>>>>

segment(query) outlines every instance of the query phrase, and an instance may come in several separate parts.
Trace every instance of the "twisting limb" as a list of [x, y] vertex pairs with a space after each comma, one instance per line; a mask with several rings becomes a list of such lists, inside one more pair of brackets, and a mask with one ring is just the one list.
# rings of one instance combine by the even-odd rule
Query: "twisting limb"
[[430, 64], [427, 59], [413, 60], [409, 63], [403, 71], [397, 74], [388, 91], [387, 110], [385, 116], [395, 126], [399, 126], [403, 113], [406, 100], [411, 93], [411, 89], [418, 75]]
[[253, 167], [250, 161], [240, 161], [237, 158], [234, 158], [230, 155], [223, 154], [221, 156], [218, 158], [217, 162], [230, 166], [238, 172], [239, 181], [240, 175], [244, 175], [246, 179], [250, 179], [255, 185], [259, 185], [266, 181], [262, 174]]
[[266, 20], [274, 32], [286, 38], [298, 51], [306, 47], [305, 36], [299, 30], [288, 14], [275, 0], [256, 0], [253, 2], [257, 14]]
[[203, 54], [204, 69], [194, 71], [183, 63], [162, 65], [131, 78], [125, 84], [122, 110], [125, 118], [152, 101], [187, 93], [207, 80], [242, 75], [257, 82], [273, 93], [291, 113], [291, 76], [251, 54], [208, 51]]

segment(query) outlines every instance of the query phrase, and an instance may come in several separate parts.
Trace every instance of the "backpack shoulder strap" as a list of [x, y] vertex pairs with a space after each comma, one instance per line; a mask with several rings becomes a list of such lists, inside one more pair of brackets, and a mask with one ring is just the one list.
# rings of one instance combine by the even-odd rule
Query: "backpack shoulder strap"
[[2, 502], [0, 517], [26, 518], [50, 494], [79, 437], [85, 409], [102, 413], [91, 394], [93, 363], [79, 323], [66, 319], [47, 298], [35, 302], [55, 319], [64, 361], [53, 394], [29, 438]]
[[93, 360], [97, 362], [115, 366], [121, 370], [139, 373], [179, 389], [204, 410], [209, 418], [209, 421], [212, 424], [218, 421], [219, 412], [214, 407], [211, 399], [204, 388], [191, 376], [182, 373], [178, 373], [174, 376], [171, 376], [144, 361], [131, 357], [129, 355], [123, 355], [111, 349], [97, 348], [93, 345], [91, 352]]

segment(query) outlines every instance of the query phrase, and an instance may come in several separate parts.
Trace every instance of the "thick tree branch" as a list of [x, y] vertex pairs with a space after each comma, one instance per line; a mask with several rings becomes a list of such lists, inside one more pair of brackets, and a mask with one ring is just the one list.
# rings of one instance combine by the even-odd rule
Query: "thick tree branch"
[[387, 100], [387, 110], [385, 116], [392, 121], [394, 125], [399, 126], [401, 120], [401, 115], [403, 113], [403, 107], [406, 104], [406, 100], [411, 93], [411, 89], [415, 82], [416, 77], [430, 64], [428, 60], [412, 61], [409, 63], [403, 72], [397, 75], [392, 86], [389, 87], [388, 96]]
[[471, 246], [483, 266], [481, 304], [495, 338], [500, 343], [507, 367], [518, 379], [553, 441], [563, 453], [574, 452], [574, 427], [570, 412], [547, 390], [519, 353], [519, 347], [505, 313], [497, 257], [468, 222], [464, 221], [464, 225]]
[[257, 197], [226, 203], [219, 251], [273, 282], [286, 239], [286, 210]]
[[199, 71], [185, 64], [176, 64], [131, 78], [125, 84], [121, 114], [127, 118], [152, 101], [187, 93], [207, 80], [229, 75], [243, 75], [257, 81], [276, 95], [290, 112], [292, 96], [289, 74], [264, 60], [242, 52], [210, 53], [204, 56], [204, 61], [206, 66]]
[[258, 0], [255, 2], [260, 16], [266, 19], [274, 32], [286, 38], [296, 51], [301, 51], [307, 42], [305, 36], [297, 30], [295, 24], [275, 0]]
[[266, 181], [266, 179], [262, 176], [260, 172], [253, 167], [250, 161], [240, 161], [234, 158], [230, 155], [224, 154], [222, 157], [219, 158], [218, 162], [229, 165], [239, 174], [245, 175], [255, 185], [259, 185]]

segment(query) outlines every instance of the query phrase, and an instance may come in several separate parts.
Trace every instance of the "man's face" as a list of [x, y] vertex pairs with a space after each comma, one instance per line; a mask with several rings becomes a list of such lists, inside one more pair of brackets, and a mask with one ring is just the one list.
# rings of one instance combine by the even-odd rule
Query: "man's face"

<<<<

● **Job**: Can you format every line of the listing above as a numbered list and leave out the blank lines?

● **Solution to the problem**:
1. segment(query) outlines every instance of the query phrase, and an instance may come in several separate parts.
2. Trace every instance of the "twisting limb" as a list of [x, y] vertex pairs with a space after each comma, one instance per line; a mask with several rings becomes a list of such lists, inside one more pair of brackets, and a mask with one ring is just the one list.
3. # rings of one instance combine by the even-odd rule
4. Query: "twisting limb"
5. [[430, 64], [427, 59], [413, 60], [409, 63], [403, 71], [397, 74], [388, 91], [387, 110], [385, 116], [395, 126], [399, 126], [403, 113], [406, 100], [411, 93], [411, 89], [418, 75]]
6. [[253, 167], [250, 161], [240, 161], [237, 158], [234, 158], [230, 155], [223, 154], [221, 156], [218, 158], [217, 162], [230, 166], [238, 172], [239, 181], [240, 175], [244, 175], [246, 179], [250, 179], [255, 185], [259, 185], [266, 181], [262, 174]]
7. [[266, 20], [274, 32], [286, 38], [298, 51], [306, 47], [305, 36], [299, 30], [288, 14], [275, 0], [256, 0], [253, 2], [257, 14]]
8. [[203, 54], [204, 69], [194, 71], [183, 63], [162, 65], [131, 78], [125, 84], [122, 110], [125, 118], [152, 101], [187, 93], [207, 80], [242, 75], [257, 82], [273, 93], [291, 113], [291, 76], [251, 54], [208, 51]]
9. segment(query) outlines every instance of the query phrase, and an instance may come in several separate parts.
10. Trace every instance of the "backpack shoulder strap" as a list of [x, y] vertex pairs with a space after each comma, one instance per line; a mask with several rings becomes a list of such lists, inside one more pair of brackets, and a mask with one ring is just the one list.
11. # rings of one instance combine by the even-odd rule
12. Query: "backpack shoulder strap"
13. [[2, 502], [0, 517], [26, 518], [50, 494], [79, 437], [85, 409], [102, 413], [91, 394], [93, 363], [79, 323], [66, 319], [47, 298], [35, 302], [55, 319], [64, 361], [53, 394], [29, 438]]
14. [[93, 360], [97, 362], [115, 366], [121, 370], [139, 373], [179, 389], [204, 410], [209, 418], [209, 421], [212, 424], [218, 421], [219, 412], [214, 407], [211, 399], [204, 388], [191, 376], [182, 373], [178, 373], [174, 376], [171, 376], [144, 361], [131, 357], [129, 355], [123, 355], [111, 349], [97, 348], [93, 345], [91, 352]]
15. segment(query) outlines every instance of the query phrase, and an instance may come in several separate parts.
16. Trace every instance of the "thick tree branch" as a list of [x, y] vertex pairs with a space after each comma, one instance per line; a mask with several rings becomes a list of such lists, inside one more pair of brackets, and a mask with one ring is just the one list.
17. # rings of one instance combine by the even-odd rule
18. Query: "thick tree branch"
19. [[387, 100], [387, 110], [385, 116], [392, 121], [394, 125], [399, 126], [401, 120], [401, 115], [403, 113], [403, 107], [406, 104], [406, 100], [411, 93], [411, 89], [415, 82], [416, 77], [430, 64], [428, 60], [412, 61], [409, 63], [403, 72], [397, 75], [392, 86], [389, 87], [388, 96]]
20. [[471, 246], [483, 266], [481, 304], [495, 338], [500, 343], [507, 367], [518, 379], [553, 441], [563, 453], [574, 452], [574, 427], [570, 412], [547, 390], [519, 353], [519, 347], [505, 313], [497, 257], [468, 222], [464, 221], [464, 225]]
21. [[257, 197], [226, 203], [219, 251], [273, 282], [286, 239], [286, 210]]
22. [[199, 71], [185, 64], [176, 64], [131, 78], [125, 84], [121, 114], [127, 118], [152, 101], [187, 93], [207, 80], [229, 75], [243, 75], [257, 81], [276, 95], [290, 112], [292, 96], [289, 74], [264, 60], [242, 52], [210, 53], [204, 56], [204, 61], [206, 66]]
23. [[258, 0], [255, 2], [260, 16], [266, 19], [274, 32], [286, 38], [296, 51], [301, 51], [307, 42], [305, 36], [297, 30], [295, 24], [275, 0]]
24. [[266, 181], [266, 179], [262, 176], [260, 172], [253, 167], [250, 161], [240, 161], [234, 158], [230, 155], [224, 154], [222, 157], [219, 158], [218, 162], [229, 165], [239, 174], [245, 175], [255, 185], [259, 185]]
25. segment(query) outlines every instance of the query phrase, and an instance may come in several separate parts.
26. Trace every instance of the "man's face" as a list of [x, y] vertex pairs with a space after each comma, one instance per line; a mask with several rings becomes a list of such lists, inside one more pair of brackets, and a mask with one ring is just the one list.
27. # rings of one instance combine by the even-odd rule
28. Query: "man's face"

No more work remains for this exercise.